▸ **What the task requires**
What is the number of lines in the data that include the string "green"? Give it by itself.

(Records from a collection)
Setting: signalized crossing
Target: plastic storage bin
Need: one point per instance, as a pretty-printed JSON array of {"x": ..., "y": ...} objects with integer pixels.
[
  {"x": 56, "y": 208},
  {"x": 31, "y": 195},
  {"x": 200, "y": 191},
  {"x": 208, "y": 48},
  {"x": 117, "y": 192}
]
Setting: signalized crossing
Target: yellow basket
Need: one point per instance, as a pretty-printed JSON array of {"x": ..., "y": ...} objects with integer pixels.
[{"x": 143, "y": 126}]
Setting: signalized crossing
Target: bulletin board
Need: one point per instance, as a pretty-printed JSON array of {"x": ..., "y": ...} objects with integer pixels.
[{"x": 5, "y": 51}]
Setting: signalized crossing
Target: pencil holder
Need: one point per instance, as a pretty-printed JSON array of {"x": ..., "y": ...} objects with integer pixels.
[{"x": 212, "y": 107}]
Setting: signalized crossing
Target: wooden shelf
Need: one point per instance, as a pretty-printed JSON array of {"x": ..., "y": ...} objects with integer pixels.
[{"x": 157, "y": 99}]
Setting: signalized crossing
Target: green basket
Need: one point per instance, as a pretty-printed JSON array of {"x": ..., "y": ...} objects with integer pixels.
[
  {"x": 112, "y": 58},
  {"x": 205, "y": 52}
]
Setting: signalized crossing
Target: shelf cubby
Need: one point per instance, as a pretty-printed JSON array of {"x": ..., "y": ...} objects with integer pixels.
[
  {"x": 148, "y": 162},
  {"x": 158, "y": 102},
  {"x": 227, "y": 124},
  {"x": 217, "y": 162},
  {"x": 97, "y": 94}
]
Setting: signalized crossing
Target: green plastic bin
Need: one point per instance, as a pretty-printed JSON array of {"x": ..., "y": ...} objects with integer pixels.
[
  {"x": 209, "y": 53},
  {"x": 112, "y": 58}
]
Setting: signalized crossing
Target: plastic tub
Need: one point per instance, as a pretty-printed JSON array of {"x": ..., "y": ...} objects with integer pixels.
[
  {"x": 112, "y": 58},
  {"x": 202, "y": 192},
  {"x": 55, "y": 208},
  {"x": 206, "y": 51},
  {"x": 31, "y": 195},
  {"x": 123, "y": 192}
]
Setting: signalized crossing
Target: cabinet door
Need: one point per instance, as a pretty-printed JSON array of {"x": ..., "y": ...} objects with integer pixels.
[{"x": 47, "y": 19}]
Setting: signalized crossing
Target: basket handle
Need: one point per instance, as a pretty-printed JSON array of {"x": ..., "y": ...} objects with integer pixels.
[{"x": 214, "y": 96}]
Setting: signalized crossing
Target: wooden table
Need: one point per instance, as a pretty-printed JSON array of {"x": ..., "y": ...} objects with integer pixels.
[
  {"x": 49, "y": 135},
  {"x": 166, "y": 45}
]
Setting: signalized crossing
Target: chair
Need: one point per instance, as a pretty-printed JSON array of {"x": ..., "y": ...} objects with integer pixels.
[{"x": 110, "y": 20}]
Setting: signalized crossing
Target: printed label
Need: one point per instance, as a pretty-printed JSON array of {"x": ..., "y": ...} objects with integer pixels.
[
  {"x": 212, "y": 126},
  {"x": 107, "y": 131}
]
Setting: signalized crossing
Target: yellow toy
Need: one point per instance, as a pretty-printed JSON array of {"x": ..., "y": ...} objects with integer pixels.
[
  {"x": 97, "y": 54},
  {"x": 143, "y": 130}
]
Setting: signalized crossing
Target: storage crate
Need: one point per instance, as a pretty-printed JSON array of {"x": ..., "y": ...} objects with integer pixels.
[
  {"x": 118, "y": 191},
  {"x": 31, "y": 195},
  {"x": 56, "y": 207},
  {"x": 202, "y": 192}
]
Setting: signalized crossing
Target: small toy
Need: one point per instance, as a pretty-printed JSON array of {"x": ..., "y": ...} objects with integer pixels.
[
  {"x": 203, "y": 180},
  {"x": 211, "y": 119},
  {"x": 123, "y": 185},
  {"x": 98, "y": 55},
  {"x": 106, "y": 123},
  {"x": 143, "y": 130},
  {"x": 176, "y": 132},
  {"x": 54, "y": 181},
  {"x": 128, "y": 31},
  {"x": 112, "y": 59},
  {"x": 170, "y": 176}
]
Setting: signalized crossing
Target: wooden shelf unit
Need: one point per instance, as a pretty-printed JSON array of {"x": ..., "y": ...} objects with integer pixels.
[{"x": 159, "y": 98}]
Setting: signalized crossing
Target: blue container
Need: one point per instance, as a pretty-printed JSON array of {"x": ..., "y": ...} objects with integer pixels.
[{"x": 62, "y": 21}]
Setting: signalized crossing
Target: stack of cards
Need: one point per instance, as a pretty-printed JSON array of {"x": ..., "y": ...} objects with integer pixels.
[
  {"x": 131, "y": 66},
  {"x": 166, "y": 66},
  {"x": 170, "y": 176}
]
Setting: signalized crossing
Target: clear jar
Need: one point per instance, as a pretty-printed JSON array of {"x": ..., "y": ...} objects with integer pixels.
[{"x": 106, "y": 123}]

▸ **Task output**
2